Parashat Balak marks something of the apotheosis of this psychological journey outward. For the first and only time in the Torah, the Israelites aren’t the main characters of the story. The narration brings us into the land of Moab, the anxieties of Balak the king, and the intimate dialogues between Balaam and the Divine. Yet this is a story that we Jews read about ourselves, as though the Torah is saying to us, “Do you really want to know how you’re seen? Let me show you.” And it turns out the Israelites aren’t seen as grasshoppers at all, but as strong and mighty. More than that, despite Balaam’s many attempts to curse the people, he ultimately can’t do it—because when he actually communes with the Holy One and connects with the deepest truth, he sees not liabilities to curse but assets to bless: “How can I damn whom God has not damned/How doom when YHVH has not doomed?” (23:8) and, later,
How fair are your tents, O Jacob,
Your dwellings, O Israel!

### Provided records:
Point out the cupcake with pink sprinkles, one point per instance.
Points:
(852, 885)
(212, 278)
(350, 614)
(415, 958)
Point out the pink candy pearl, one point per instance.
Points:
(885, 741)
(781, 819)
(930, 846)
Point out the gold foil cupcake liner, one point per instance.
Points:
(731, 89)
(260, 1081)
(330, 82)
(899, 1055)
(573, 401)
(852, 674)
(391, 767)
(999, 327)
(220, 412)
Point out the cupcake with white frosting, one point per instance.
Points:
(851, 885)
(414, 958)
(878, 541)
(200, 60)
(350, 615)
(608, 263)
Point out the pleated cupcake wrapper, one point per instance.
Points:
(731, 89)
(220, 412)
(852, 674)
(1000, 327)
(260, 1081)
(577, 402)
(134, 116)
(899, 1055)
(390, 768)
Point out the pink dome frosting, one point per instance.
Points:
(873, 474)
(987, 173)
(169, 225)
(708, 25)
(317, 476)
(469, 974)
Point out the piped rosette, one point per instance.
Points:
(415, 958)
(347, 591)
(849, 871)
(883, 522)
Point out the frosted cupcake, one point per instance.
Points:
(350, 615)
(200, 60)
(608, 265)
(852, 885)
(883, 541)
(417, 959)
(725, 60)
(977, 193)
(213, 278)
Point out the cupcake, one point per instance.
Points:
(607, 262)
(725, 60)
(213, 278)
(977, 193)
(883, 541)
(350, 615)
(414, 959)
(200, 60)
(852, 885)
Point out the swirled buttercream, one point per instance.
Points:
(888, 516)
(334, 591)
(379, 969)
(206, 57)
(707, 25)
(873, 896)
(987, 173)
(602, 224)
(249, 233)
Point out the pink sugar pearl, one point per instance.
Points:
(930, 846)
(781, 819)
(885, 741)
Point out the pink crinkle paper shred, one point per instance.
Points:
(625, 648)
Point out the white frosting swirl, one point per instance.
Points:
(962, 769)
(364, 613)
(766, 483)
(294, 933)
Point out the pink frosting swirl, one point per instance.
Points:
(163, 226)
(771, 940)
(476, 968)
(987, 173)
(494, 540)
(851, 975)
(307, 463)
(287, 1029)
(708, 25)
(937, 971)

### Task goal:
According to the text on Parashat Balak, how does it turn out the Israelites are seen, if not as grasshoppers?

### Task result:
As strong and mighty.